## begin Information supplied

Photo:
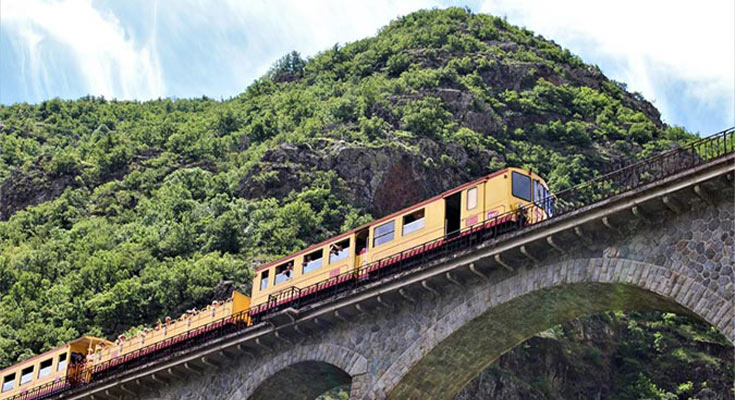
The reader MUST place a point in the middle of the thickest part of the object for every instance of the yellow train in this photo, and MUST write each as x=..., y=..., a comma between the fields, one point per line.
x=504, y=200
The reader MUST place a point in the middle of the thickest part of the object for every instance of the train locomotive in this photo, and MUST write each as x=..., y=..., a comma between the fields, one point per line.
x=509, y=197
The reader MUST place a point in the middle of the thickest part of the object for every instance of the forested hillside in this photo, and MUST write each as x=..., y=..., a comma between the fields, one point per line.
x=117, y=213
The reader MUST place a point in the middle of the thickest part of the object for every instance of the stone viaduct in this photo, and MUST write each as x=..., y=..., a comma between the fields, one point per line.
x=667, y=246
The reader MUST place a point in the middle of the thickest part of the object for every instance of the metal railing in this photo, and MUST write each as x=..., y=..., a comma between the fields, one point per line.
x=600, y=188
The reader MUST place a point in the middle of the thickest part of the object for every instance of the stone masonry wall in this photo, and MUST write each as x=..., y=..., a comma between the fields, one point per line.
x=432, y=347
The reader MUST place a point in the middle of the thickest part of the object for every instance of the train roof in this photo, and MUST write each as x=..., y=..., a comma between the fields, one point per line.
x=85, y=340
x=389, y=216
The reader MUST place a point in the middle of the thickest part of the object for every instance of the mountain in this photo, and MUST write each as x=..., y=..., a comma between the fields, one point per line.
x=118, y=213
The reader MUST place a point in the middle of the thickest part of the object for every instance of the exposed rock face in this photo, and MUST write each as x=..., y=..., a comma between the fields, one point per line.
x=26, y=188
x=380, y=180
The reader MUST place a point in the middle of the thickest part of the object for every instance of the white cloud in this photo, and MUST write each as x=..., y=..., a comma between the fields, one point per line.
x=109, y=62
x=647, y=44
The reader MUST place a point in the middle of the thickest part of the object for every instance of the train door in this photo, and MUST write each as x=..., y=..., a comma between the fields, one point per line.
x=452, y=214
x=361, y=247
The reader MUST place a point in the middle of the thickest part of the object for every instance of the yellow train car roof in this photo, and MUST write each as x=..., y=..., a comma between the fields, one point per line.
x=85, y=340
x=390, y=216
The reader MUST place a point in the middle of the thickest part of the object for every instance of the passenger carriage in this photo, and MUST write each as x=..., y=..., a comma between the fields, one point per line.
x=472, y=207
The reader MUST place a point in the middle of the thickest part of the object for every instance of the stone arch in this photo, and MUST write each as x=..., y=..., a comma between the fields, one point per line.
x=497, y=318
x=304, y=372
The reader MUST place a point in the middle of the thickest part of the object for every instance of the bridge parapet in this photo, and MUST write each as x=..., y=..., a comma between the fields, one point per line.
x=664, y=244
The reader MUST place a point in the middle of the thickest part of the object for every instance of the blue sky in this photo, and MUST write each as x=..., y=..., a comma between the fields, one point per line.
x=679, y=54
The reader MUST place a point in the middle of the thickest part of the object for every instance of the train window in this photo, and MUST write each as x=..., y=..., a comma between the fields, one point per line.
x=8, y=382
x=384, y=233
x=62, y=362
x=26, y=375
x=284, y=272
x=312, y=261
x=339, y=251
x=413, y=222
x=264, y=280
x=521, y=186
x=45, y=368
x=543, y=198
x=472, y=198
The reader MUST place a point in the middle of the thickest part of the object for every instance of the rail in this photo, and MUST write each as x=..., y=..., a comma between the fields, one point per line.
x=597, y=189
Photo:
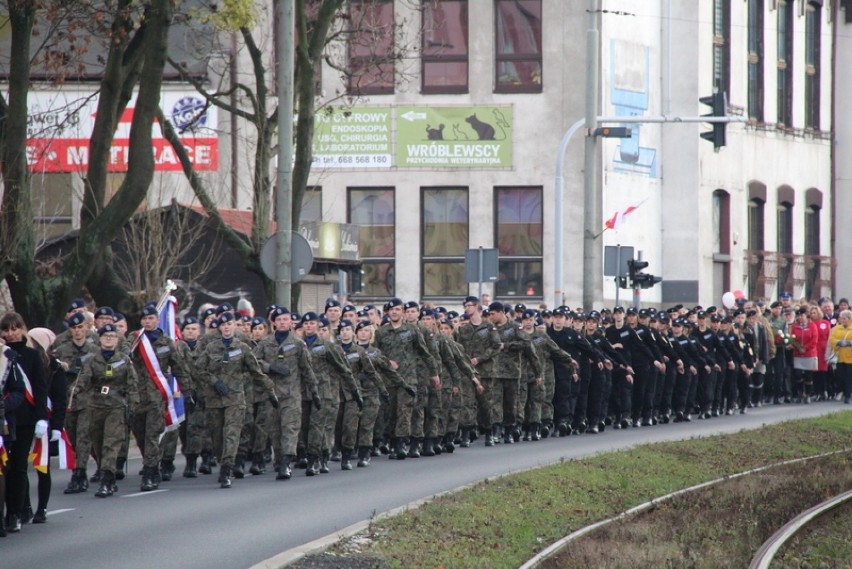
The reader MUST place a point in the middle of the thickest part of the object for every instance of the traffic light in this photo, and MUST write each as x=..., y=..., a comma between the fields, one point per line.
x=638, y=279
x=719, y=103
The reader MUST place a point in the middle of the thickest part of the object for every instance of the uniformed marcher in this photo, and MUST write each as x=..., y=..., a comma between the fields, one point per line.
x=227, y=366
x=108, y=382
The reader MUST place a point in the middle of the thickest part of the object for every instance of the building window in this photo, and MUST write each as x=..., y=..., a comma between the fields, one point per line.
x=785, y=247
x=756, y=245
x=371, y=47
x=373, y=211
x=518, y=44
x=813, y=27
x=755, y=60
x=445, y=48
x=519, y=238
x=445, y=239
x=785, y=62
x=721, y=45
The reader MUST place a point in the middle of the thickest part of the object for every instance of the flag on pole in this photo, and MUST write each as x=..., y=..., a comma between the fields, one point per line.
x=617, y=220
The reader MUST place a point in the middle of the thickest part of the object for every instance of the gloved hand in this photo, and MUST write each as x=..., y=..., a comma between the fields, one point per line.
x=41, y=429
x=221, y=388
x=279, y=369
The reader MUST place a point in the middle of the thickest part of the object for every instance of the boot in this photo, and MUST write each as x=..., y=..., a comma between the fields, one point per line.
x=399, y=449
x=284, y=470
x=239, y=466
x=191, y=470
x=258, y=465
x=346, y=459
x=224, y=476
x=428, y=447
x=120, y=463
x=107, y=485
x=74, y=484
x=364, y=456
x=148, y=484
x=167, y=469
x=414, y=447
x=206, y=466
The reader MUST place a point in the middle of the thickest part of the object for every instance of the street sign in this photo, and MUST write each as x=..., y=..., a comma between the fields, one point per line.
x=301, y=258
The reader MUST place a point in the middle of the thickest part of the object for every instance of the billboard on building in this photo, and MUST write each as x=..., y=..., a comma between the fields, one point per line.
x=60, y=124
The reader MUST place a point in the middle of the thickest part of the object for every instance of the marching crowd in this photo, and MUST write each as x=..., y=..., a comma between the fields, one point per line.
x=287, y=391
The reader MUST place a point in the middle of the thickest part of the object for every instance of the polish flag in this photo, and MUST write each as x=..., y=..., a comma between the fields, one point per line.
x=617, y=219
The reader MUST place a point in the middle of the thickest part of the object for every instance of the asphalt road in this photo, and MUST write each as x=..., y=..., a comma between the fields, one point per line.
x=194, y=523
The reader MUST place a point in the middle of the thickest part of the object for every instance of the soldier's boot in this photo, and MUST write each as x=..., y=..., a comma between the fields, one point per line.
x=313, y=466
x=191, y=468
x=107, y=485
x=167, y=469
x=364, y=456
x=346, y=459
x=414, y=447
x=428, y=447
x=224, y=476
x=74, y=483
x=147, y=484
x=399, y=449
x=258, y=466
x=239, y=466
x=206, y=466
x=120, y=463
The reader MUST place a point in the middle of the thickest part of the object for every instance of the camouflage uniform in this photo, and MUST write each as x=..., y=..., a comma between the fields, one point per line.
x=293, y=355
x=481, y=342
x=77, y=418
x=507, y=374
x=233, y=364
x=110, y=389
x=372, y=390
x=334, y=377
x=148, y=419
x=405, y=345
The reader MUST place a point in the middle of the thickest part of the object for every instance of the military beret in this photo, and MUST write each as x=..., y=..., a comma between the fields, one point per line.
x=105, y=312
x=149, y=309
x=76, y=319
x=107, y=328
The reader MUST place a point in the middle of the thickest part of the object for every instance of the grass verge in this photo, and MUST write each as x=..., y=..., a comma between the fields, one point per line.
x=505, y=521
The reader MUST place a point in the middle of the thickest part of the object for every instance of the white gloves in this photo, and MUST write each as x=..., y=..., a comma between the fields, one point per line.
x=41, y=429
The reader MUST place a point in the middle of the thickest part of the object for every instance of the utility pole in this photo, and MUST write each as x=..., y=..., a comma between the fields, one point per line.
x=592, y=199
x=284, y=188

## end Information supplied

▶ Exercise task
Please scale the records from their start through the line containing "x=504, y=200", giving those lines again with the requests included. Multiply every point coordinate in the answers by 1.05 and round to whole numbers, with halves rounded up, and give only those lines, leaving out the pictures.

▶ Response
Photo:
The reader MUST place a point in the middle of the thickest part of the object for every instance of the yellow train in this photo, and MUST write each as x=..., y=..., a comma between the fields, one point per line.
x=529, y=210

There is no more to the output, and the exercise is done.